**TEXT UNDER STUDY**
Scientists studying immune response to new South African Covid variant

·2-min read

Scientists in South Africa have detected a new coronavirus variant with multiple mutations, but they have yet to establish whether it is more contagious or if it can overcome immunity provided by vaccines or prior infection.

The new variant, known as C.1.2, was first detected in May and caught scientists' attention because it mutates almost twice as fast other variants.

Researchers, in a preprint study that has yet to be peer reviewed, say it evolved from one of the lineages that dominated the first Covid wave in South Africa, last detected in January 2021.

C.1.2 has mutations associated in other variants with increased transmissibility, as well as a reduced sensitivity to Covid antibodies.

But it is not yet clear on how the mutations affect the behaviour of the virus, and laboratory tests are underway.

Richard Lessells, one of the study's authors, said C.1.2 may have more immune evasion properties than Delta, the predominant variant in the world currently, and that the findings had been flagged to the World Health Organisation.

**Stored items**
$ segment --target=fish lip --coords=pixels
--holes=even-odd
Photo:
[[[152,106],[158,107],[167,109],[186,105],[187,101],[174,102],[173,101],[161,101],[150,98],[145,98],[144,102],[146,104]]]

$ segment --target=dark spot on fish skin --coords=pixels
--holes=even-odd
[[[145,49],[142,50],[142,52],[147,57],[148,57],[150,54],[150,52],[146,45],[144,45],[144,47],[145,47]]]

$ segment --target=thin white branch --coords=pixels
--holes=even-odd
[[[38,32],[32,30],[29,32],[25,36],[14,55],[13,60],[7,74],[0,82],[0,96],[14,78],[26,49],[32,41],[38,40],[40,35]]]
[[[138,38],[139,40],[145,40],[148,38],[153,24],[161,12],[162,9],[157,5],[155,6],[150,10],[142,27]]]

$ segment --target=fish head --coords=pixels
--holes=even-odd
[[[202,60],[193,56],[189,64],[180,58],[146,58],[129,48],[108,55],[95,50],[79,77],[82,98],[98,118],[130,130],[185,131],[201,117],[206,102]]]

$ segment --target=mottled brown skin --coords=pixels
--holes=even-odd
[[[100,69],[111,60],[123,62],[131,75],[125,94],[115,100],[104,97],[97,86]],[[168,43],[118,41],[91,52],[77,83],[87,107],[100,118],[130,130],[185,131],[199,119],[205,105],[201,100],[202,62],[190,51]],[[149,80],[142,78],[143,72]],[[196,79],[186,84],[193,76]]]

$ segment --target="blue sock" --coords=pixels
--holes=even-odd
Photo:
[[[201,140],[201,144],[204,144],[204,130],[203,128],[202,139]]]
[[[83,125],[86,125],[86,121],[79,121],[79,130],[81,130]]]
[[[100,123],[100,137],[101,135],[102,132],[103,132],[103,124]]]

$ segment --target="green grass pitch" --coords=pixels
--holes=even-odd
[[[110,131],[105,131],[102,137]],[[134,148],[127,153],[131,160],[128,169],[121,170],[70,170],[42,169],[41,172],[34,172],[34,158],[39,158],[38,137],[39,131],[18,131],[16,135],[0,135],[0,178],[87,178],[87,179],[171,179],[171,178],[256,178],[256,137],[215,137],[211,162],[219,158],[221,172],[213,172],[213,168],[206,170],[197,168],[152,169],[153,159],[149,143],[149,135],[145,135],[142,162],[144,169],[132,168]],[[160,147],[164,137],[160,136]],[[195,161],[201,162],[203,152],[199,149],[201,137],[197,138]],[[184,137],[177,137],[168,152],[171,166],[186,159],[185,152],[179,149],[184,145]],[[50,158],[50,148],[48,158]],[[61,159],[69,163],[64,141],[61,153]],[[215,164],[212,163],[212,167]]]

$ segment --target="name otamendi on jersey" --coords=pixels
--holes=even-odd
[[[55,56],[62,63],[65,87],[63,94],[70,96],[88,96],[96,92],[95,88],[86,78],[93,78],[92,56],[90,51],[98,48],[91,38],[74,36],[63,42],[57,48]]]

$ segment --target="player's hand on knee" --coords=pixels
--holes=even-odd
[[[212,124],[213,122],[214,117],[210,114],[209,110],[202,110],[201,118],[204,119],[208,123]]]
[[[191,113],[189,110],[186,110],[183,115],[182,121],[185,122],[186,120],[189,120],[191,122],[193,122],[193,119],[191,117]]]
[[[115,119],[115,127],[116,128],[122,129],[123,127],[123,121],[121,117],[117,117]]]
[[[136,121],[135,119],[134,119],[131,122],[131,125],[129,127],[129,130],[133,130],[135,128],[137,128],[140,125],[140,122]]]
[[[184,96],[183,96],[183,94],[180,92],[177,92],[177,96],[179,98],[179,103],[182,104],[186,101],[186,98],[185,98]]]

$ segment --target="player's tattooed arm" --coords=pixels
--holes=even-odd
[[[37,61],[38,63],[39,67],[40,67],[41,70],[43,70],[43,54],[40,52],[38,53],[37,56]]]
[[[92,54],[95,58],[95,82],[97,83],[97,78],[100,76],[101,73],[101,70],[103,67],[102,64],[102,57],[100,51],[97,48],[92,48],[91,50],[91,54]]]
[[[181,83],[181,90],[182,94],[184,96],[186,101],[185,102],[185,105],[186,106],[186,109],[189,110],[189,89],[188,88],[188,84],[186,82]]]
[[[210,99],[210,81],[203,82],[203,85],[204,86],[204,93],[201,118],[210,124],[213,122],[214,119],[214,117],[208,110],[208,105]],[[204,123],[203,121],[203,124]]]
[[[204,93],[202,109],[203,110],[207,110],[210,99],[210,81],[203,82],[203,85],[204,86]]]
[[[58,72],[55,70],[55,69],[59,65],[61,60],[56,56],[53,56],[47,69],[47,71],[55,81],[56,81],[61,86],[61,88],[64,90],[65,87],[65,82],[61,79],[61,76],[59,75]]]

**ACTIVITIES**
[1] Answer each question from the article on the C.1.2 variant:
(a) In what month was C.1.2 first detected?
(b) When was the lineage from which C.1.2 evolved last detected in South Africa?
(c) Which of the study's authors is named in the article?
[2] Reproduce the article on the C.1.2 variant from "The new variant, known" to "to Covid antibodies.", word for word.
[3] Write what follows the final sentence of the article on the C.1.2 variant.
The listing has no connection to the article on the C.1.2 variant.

**ANSWER SET**
[1]
(a) May
(b) January 2021
(c) Richard Lessells

[2]
The new variant, known as C.1.2, was first detected in May and caught scientists' attention because it mutates almost twice as fast other variants.

Researchers, in a preprint study that has yet to be peer reviewed, say it evolved from one of the lineages that dominated the first Covid wave in South Africa, last detected in January 2021.

C.1.2 has mutations associated in other variants with increased transmissibility, as well as a reduced sensitivity to Covid antibodies.

[3]
Cases as far away as New Zealand

The variant shows that "this pandemic is far from over and that this virus is still exploring ways to potentially get better at infecting us", he said, adding that the research should not be alarming at this stage, as variants with more mutations are bound to emerge as the pandemic progresses.

South Africa's National Institute for Communicable Diseases issued an alert Monday, saying the variant had been detected in all nine of the country's provinces, but at a relatively low rate, though it is rising.

C.1.2 was detected in three percent of samples in July, up from 0.2 percent when it was first detected in May.

It is is still not frequent enough to qualify as a "variant of interest" or a "variant of concern", though it has travelled, with researchers pointing to cases detected in China, Mauritius, New Zealand and Britain.